Collect every line of the material below that contains the string "lists", copying each such line in full. Treat the match as case-sensitive.

SUPPLIED INFORMATION.
================

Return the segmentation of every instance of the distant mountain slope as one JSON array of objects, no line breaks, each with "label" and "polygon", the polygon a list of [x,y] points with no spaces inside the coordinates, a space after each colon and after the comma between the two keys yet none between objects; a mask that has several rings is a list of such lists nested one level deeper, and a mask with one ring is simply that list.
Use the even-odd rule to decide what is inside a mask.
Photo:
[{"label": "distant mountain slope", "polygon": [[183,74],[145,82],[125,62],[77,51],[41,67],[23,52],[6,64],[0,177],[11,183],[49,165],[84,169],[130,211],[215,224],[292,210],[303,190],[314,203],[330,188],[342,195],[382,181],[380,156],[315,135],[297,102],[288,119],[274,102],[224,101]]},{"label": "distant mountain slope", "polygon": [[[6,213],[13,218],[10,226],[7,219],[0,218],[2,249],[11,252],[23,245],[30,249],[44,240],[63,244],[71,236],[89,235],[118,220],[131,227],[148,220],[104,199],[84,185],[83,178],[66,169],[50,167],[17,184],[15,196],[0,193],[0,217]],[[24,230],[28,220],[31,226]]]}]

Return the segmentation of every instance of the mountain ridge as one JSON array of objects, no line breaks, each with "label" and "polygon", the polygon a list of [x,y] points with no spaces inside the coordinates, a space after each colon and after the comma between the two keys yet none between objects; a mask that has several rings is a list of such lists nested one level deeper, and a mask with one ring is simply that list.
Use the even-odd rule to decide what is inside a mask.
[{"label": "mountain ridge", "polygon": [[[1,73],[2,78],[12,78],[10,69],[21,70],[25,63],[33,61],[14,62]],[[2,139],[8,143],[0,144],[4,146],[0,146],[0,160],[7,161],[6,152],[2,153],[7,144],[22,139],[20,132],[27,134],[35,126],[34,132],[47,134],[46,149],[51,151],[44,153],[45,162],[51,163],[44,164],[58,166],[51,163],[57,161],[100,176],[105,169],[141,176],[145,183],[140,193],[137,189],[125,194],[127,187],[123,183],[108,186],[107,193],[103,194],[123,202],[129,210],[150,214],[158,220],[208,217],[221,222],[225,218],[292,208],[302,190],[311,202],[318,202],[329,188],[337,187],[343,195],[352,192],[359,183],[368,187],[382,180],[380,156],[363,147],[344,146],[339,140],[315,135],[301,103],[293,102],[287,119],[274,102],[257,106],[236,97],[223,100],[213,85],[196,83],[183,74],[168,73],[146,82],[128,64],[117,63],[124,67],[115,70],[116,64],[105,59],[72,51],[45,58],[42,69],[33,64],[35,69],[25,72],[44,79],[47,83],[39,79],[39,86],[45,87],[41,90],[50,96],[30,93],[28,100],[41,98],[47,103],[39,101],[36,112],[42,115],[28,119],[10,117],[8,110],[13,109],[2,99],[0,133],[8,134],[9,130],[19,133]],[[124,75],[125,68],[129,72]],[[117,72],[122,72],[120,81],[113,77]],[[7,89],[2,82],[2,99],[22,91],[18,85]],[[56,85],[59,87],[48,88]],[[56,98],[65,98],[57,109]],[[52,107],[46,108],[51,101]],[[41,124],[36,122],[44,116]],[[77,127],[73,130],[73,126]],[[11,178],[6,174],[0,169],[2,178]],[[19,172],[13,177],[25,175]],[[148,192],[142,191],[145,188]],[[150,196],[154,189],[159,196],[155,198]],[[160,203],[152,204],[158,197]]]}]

================

OUTPUT OF THE TASK.
Return the segmentation of every instance of the distant mountain slope as one JSON array of objects, no line breaks, each with "label" and "polygon", the polygon a list of [x,y] points with no spaces inside the coordinates, a space after each colon and after the comma between the two keys yet none between objects; a mask that has several rings is a list of such lists nested one level deeper, and a mask with one ring is simply that list.
Return the segmentation of every instance of the mountain ridge as one JSON array of objects, no line breaks, each with "label" and "polygon", the polygon a list of [x,y] points with no spaces inside the coordinates, a space after each colon and after the comma between the two keys yet none between objects; a mask that has several rings is a list of such lists nested one level deeper, and a mask with one ring is simply that list.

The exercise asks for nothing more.